What you are asked to do: Below is a block of records; please copy all of them exactly.

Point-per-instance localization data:
·····
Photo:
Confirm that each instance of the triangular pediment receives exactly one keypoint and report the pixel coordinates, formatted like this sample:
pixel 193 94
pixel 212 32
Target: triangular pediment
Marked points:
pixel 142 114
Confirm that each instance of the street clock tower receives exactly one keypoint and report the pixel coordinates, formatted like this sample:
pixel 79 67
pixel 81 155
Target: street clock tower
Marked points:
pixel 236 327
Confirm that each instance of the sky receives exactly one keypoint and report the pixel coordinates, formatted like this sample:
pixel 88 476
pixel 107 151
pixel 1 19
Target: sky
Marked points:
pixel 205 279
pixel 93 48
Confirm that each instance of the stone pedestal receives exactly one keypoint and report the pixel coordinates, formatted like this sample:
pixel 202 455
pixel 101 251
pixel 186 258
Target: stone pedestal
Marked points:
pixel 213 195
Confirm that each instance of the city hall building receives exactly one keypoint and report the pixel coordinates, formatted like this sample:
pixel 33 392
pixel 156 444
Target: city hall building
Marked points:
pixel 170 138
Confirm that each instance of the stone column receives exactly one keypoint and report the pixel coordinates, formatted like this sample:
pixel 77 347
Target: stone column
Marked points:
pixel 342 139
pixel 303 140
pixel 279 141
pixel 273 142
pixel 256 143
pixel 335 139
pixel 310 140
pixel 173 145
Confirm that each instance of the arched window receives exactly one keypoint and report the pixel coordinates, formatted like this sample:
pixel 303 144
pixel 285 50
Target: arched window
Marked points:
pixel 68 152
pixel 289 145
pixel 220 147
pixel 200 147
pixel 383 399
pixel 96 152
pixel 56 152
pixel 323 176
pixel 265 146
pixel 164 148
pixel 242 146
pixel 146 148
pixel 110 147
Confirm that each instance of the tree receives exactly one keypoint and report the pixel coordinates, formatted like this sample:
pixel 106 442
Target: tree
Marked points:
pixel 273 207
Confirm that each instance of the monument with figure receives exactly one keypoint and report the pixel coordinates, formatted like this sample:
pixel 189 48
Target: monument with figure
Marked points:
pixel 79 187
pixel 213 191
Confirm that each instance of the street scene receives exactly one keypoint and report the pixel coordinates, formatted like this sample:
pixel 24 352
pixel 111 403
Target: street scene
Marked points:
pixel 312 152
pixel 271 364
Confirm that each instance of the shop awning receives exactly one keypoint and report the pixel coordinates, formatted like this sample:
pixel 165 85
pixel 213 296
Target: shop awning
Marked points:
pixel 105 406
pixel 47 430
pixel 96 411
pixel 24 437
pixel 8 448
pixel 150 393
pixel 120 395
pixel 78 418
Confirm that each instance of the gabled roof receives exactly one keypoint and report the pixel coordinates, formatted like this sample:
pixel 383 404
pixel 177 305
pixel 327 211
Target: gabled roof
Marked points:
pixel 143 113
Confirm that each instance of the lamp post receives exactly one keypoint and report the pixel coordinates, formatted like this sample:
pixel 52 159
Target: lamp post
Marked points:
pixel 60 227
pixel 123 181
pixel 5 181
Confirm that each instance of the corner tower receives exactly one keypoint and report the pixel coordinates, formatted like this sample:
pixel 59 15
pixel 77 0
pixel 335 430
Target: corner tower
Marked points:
·····
Written response:
Photo:
Confirm that each instance of the triangular pediment receives exactly one keypoint and report the pixel coordinates, formatted like this sample:
pixel 193 94
pixel 212 32
Target: triangular pediment
Marked points:
pixel 142 114
Confirm that each instance of the street clock tower receives exactly one keypoint and report the pixel coordinates, formatted like this sample:
pixel 79 67
pixel 81 155
Target: street clock tower
Marked points:
pixel 236 327
Confirm that each instance of the sky receives exactly one keypoint and report the pixel coordinates, formatted like this sample:
pixel 88 476
pixel 107 151
pixel 1 19
Target: sky
Marked points:
pixel 205 279
pixel 93 48
Confirm that each instance of the stone pedestal receives exactly one keypoint and report the pixel coordinates, formatted like this sample:
pixel 202 455
pixel 101 251
pixel 186 258
Target: stone pedestal
Marked points:
pixel 213 195
Confirm that each instance of the city hall building receives exactly one keypoint and report the pixel coordinates, formatted like this sample:
pixel 33 392
pixel 156 444
Target: city hall building
Marked points:
pixel 170 138
Confirm that each instance of the stone column receives exactly one keypoint and report the pixel coordinates, formatted like this sample:
pixel 77 347
Target: stone column
Marked points:
pixel 342 139
pixel 303 140
pixel 279 141
pixel 273 142
pixel 256 143
pixel 335 139
pixel 310 140
pixel 173 145
Confirm that each instance of the arched window receives exactly one keypoint and report the pixel coordinates, formatted like this sample:
pixel 303 144
pixel 285 50
Target: arched window
Marked points:
pixel 68 152
pixel 289 145
pixel 220 147
pixel 200 147
pixel 383 399
pixel 96 152
pixel 56 152
pixel 323 176
pixel 265 146
pixel 164 148
pixel 242 146
pixel 146 148
pixel 110 147
Confirm that each instance of the tree receives exactly one keypoint and report the pixel coordinates, formatted like this sample:
pixel 106 442
Target: tree
Marked points:
pixel 273 207
Confirm that each instance of the monument with figure receives exactly one keypoint and report the pixel coordinates, formatted like this sample:
pixel 189 48
Target: monument with figure
Marked points:
pixel 79 187
pixel 213 191
Confirm that each instance of the street scene receives exactly one keypoint and report the pixel coordinates, formatted like this sample:
pixel 24 352
pixel 111 403
Target: street scene
Marked points:
pixel 312 152
pixel 271 364
Confirm that each instance of the shop awning receives exactly one keypoint and report the pixel coordinates, formatted like this sample:
pixel 165 85
pixel 213 296
Target: shop awning
Marked points:
pixel 105 406
pixel 47 430
pixel 96 411
pixel 24 437
pixel 8 448
pixel 150 393
pixel 120 395
pixel 78 418
Confirm that each instance of the gabled roof receives exactly one keypoint and report the pixel coordinates, formatted like this sample:
pixel 383 404
pixel 177 305
pixel 327 211
Target: gabled roof
Marked points:
pixel 143 113
Confirm that each instance of the lamp post receives exactly one keypoint and report the pixel coordinates, formatted like this sample:
pixel 52 159
Target: lamp post
Marked points:
pixel 60 227
pixel 123 181
pixel 5 181
Confirm that each instance of the corner tower receives exactly one keypoint and report the pixel coordinates, formatted like this sample:
pixel 59 15
pixel 77 0
pixel 335 430
Target: corner tower
Marked points:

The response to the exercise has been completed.